## Task to carry out
Reproduce word for word the stretch of the text on board and management responsibilities that begins with the words containing "The Board is responsible for overseeing and" and ends with "the Audit Committee.".

## Extract provided
The Board is responsible for overseeing the identification
and management of the principal risks of the Company’s businesses. Among other things, the Board will review the Company’s
risk management policies and procedures. The Board may delegate to the Audit Committee responsibility for reviewing reports from the internal
audit function and reviewing the Company’s internal controls and risk management policies and procedures related to the finance
and accounting aspects of the business.
Management is responsible for succession planning
(including appointing, training and monitoring senior management).
The Board is responsible for overseeing succession
planning matters for officers and senior management, including the appointment, training and monitoring of those persons, and to assist
it with certain of these responsibilities, the Board has established the Compensation Committee. The Board is also responsible for:
| (a) | generally ensuring depth in senior management; |
| (b) | reviewing candidates for senior management positions; |
| (c) | considering periodically the organizational structure of the Company; and |
| (d) | considering periodically other succession planning matters. |
Management is responsible for adopting a communications
policy for the Company. The Board is responsible for reviewing and approving the communications policy (the “Corporate Disclosure
Policy”) that ensures that the Company communicates effectively with its shareholders, other stakeholders, and the public in
general.
The Corporate Disclosure Policy will:
| (a) | contain measures for the Company to comply with its continuous and timely disclosure requirements and
to avoid selective disclosure; |
| (b) | address how the Company interacts with analysts, investors, other key stakeholders and the public; and |
| (c) | address who reviews and approves major Company announcements. |
The Company will maintain an investor relations group
contact with the responsibility of maintaining communications with the investing public in accordance with the Corporate Disclosure Policy.
The Board will periodically review the Corporate Disclosure
Policy.
Management is responsible for the Company’s
internal control and management information systems.
The Board is responsible for overseeing and ensuring
the integrity of the Company’s internal control and management information systems. The Board may delegate its responsibilities
relating to the Company’s internal control and management information systems to the Audit Committee.

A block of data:
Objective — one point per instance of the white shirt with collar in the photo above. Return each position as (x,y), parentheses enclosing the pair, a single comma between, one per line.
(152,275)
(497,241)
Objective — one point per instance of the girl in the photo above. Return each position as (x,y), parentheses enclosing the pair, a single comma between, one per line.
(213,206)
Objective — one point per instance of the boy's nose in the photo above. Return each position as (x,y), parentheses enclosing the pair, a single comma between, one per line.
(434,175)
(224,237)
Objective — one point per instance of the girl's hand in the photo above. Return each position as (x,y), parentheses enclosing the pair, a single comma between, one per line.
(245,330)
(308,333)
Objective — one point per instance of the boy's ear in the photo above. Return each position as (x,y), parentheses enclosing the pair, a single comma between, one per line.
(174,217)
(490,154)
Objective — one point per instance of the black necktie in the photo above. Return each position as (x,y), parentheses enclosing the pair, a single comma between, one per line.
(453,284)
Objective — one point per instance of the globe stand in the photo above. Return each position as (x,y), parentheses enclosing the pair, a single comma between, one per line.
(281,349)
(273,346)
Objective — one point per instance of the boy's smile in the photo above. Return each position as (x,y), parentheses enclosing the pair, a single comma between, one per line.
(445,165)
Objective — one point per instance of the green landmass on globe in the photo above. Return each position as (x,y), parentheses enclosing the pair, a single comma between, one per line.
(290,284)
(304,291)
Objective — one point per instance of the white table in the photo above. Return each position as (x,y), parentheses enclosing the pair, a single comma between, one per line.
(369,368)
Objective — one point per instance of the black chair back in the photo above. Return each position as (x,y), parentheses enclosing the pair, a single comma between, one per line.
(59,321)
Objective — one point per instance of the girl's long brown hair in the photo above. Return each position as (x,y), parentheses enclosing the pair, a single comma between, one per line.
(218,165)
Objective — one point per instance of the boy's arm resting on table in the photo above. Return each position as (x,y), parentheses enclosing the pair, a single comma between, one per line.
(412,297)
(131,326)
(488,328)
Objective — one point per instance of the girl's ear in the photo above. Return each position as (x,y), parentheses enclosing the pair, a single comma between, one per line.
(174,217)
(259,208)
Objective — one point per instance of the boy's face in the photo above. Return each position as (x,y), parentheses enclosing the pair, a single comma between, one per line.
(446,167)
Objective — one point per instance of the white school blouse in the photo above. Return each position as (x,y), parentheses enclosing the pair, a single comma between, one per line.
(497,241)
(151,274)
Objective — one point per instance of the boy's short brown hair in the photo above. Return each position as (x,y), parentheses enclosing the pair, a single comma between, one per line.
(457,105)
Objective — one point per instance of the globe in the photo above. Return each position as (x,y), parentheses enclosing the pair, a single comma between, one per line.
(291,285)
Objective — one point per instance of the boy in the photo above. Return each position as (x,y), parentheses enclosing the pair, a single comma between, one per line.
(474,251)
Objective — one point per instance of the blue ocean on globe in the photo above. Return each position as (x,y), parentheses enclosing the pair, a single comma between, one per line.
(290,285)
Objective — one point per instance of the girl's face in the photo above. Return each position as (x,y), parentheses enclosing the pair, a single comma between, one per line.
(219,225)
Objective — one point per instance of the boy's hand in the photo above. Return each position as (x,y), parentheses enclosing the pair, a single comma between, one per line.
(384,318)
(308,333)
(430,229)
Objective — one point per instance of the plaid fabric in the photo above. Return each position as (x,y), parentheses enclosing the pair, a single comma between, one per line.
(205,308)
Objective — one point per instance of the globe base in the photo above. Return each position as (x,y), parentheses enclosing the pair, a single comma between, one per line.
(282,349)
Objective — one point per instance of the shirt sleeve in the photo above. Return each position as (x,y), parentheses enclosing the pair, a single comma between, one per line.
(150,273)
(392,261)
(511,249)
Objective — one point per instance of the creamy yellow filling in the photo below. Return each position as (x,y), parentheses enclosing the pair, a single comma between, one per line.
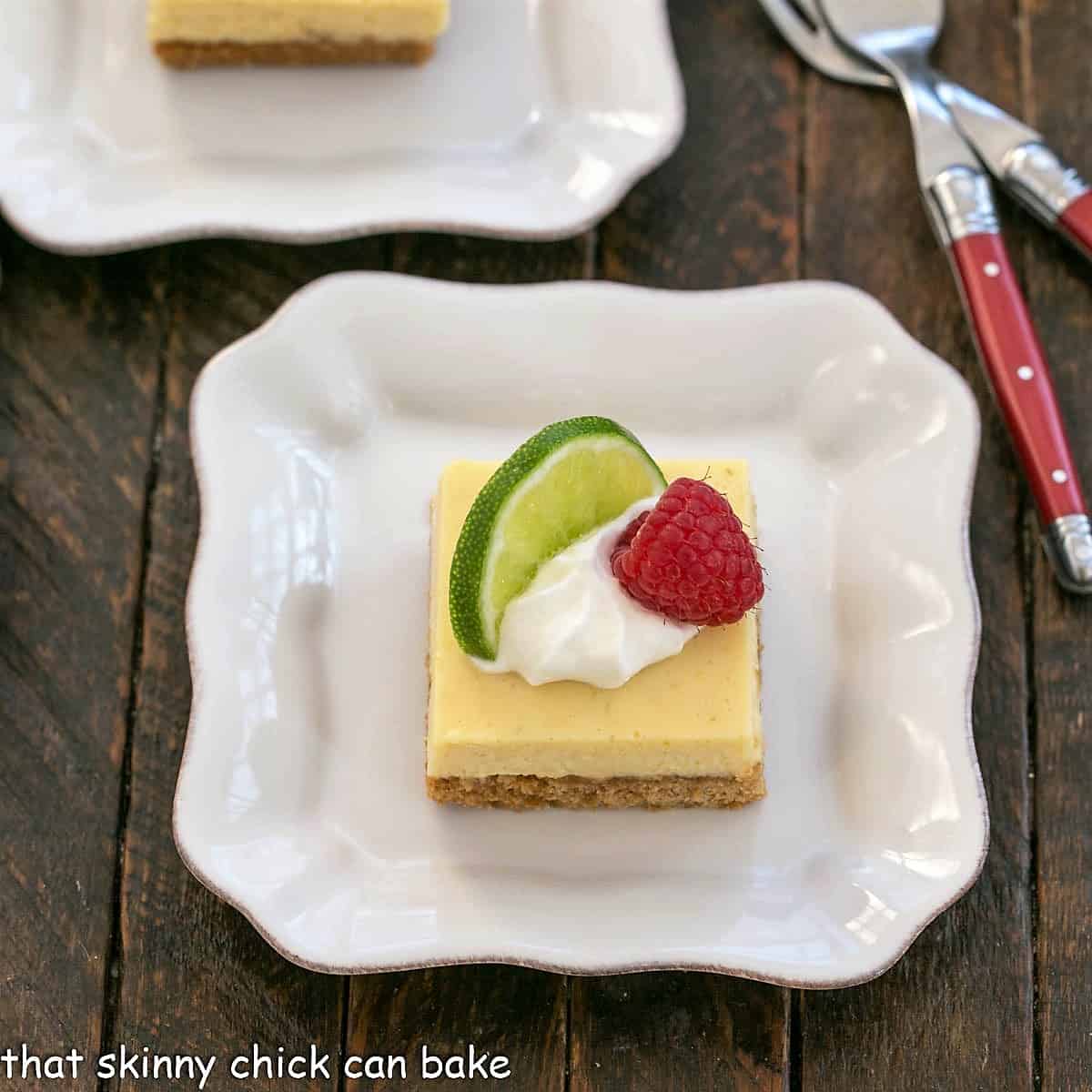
(693,714)
(254,21)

## Final result
The Board is responsible for overseeing and ensuring
the integrity of the Company’s internal control and management information systems. The Board may delegate its responsibilities
relating to the Company’s internal control and management information systems to the Audit Committee.